Set exercise a. Output the rows as a JSON list of strings, one string for each line, with blank lines left out. Begin at the row that contains "Could you point out the forested" and stop after the last row.

-- start of Source --

COACH: Lorna Poole, PCC
CLIENT: Sarah Creek
In this video Merci Miglino, MCC, “stops the clock” to share her observations on the coaching as it maps against the ICF competencies.These highlights are extremely valuable to anyone wanting to improve their coaching or apply for an ICF credential. If you are interested in becoming a coach, take the next step by filling out our Coach Development Plan.
Watch the full video below and read the transcript.
Download the ICF Coaching Competencies to follow along.
Video Timestamp – 5:57
A. Setting the Foundation
2. Establishing the Coaching Agreement
Video Timestamp – 10:20
C. Communicating Effectively
6. Powerful Questioning
Video Timestamp – 14:03
C. Communicating Effectively
3. Powerful Questioning
Video Timestamp – 20:26
D. Facilitating Learning and Results
9. Designing Actions
Video Timestamp – 22:24
D. Facilitating Learning and Results
8. Creating Awareness
In this transcript Merci identifies elements of Lorna's coaching that map across the ICF competencies. These highlights are extremely valuable to anyone wanting to improve their coaching or apply for an ICF credential.
Click here to get a copy of the annotated transcript
Lorna: Hi Sarah, welcome to this coaching space. Thank you very much for allowing me to coach you today. Tell me, what are you bringing to our session today?

-- end of Source --
-- start of Task input --

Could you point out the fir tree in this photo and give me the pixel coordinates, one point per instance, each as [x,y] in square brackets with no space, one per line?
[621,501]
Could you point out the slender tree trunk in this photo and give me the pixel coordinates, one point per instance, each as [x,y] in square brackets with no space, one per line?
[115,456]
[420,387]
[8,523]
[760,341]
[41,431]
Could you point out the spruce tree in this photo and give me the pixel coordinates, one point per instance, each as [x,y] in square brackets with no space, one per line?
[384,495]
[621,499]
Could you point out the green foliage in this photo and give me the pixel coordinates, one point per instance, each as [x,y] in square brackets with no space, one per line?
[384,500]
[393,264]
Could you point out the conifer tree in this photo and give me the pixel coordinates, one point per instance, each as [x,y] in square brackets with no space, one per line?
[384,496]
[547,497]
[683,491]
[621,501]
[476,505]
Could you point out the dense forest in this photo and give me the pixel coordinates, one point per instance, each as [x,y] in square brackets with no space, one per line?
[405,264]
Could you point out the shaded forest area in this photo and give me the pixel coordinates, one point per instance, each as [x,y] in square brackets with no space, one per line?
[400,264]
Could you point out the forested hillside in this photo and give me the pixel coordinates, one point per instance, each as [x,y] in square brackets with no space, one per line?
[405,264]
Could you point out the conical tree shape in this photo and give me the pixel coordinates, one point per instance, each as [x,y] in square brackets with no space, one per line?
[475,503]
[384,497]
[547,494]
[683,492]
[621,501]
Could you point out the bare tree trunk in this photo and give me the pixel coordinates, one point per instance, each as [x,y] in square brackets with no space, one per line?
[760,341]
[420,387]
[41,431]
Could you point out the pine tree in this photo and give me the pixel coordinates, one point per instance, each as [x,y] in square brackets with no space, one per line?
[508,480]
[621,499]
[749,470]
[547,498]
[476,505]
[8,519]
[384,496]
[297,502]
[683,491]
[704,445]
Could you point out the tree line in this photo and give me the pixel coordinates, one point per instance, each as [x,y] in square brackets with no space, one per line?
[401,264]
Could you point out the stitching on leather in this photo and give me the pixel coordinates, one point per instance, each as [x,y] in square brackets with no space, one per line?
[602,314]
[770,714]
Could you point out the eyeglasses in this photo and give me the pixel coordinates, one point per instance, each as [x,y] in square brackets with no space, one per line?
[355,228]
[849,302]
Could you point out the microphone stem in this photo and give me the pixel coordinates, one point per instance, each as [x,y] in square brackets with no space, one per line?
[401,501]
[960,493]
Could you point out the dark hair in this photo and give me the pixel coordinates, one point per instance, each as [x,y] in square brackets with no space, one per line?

-- end of Task input --

Set exercise b.
Answer these questions from the coaching session text:
(i) Who is the client in the session?
(ii) What credential follows Lorna Poole's name?
(iii) Which competency is listed at video timestamp 20:26?

Correct result a.
[
  "Could you point out the forested hillside in this photo and give me the pixel coordinates, one point per instance, each as [x,y] in square brackets with no space, one per line?",
  "[405,264]",
  "Could you point out the conical tree shape in this photo and give me the pixel coordinates, one point per instance, each as [x,y] in square brackets with no space, one per line?",
  "[475,503]",
  "[384,497]",
  "[547,494]",
  "[683,492]",
  "[621,501]",
  "Could you point out the bare tree trunk in this photo and give me the pixel coordinates, one point per instance, each as [x,y] in square brackets with no space, one per line?",
  "[760,341]",
  "[420,387]",
  "[41,431]",
  "Could you point out the pine tree in this photo and give me the pixel coordinates, one point per instance, each as [x,y] in square brackets with no space, one per line?",
  "[508,480]",
  "[621,499]",
  "[749,470]",
  "[547,498]",
  "[476,505]",
  "[8,519]",
  "[384,496]",
  "[297,502]",
  "[683,491]",
  "[704,445]",
  "Could you point out the tree line in this photo and give me the pixel coordinates, one point per instance, each as [x,y] in square brackets with no space, one per line?",
  "[401,264]",
  "Could you point out the stitching on leather in this photo and give me the pixel coordinates, one point per instance, each as [x,y] in square brackets with no space, one per line?",
  "[602,314]",
  "[770,714]",
  "Could you point out the eyeglasses in this photo and give me the pixel coordinates, one point per instance, each as [x,y] in square brackets with no space, one per line?",
  "[355,228]",
  "[849,302]",
  "Could you point out the microphone stem in this photo and give me the pixel coordinates, one point per instance, each as [x,y] in square brackets with no space, one per line?",
  "[401,501]",
  "[960,493]",
  "Could you point out the dark hair in this photo and give me the pixel coordinates, one point per instance, each as [x,y] in square brackets with no space, one per line?"
]

Correct result b.
(i) Sarah Creek
(ii) PCC
(iii) 9. Designing Actions